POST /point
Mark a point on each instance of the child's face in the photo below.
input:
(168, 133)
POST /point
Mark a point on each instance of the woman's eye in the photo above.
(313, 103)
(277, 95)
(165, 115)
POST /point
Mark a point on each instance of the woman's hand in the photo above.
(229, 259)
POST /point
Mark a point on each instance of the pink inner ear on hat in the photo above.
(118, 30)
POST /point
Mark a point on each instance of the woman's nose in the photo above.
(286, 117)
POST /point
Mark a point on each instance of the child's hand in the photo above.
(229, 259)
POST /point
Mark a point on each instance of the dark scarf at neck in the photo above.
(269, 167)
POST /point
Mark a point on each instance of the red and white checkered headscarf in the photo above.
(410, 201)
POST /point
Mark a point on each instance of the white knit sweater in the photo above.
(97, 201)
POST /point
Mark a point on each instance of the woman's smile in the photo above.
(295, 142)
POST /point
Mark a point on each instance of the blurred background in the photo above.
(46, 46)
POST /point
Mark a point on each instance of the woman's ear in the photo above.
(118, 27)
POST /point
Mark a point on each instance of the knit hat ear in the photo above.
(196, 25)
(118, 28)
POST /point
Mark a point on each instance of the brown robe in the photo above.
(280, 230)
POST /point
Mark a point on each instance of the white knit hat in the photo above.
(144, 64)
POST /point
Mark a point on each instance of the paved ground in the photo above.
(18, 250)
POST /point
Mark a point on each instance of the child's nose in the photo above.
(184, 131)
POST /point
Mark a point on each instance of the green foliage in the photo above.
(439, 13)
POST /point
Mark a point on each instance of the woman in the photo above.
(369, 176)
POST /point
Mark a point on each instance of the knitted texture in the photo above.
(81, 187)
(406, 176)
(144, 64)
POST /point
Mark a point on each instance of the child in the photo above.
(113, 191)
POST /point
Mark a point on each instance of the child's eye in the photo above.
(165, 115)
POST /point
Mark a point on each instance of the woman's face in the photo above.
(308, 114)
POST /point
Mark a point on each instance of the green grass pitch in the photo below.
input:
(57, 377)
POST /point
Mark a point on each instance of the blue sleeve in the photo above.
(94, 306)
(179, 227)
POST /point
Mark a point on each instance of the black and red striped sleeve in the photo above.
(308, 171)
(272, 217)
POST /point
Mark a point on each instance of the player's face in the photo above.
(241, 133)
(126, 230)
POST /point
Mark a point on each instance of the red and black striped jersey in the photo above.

####

▶ [What is expected] Please reproduce all of the entries exactly as they stand.

▶ [Answer for the task]
POST /point
Mark a point on each instance of the child's face in the photo below.
input:
(168, 133)
POST /point
Mark a point on each instance of the woman's eye in the photo above.
(313, 103)
(277, 95)
(165, 115)
POST /point
Mark a point on each instance of the woman's hand in the photo above.
(229, 259)
POST /point
Mark a point on each instance of the pink inner ear on hat in the photo above.
(118, 30)
POST /point
Mark a point on each instance of the woman's nose in the photo above.
(286, 117)
POST /point
Mark a point on each instance of the child's hand in the photo above.
(229, 259)
POST /point
Mark a point on each instance of the dark scarf at neck in the photo above.
(269, 167)
POST /point
Mark a point on each instance of the red and white checkered headscarf in the photo above.
(410, 201)
POST /point
Mark a point on each instance of the white knit sweater in the photo above.
(97, 201)
POST /point
Mark a point on each instance of the woman's smile in the photo above.
(295, 142)
POST /point
Mark a point on each instance of the blurred background in the photo above.
(46, 46)
POST /point
Mark a point on each instance of the woman's ear in the photo above.
(118, 27)
POST /point
Mark a point on each instance of the knit hat ear in the photo above.
(196, 25)
(118, 28)
POST /point
Mark a point on each instance of the brown robe in the photo above.
(280, 230)
POST /point
Mark a point on each instance of the white knit hat in the photo above.
(144, 64)
POST /point
Mark a point on each instance of the paved ground in the photo above.
(18, 250)
POST /point
Mark a point on each instance of the child's nose in the photo above.
(184, 131)
POST /point
Mark a point on each instance of the green foliage in the photo above.
(439, 13)
POST /point
Mark a point on each instance of the woman in the photo above.
(369, 176)
POST /point
Mark a point on each instance of the knitted texture in the photo above.
(81, 187)
(406, 176)
(144, 64)
POST /point
Mark a point on each instance of the child in the photo above.
(113, 191)
POST /point
Mark a point on each instance of the child's eye in the photo above.
(165, 115)
POST /point
Mark a point on each instance of the woman's face in the photo above.
(308, 114)
POST /point
Mark a point on each instance of the green grass pitch in the photo below.
input:
(57, 377)
POST /point
Mark a point on each instance of the blue sleeve in the photo above.
(94, 306)
(179, 227)
POST /point
Mark a point on each instance of the black and red striped sleeve in the photo above.
(308, 171)
(272, 217)
POST /point
Mark a point on each instance of the player's face in the photo above.
(241, 133)
(126, 230)
POST /point
Mark a point on each instance of the red and black striped jersey in the photo above.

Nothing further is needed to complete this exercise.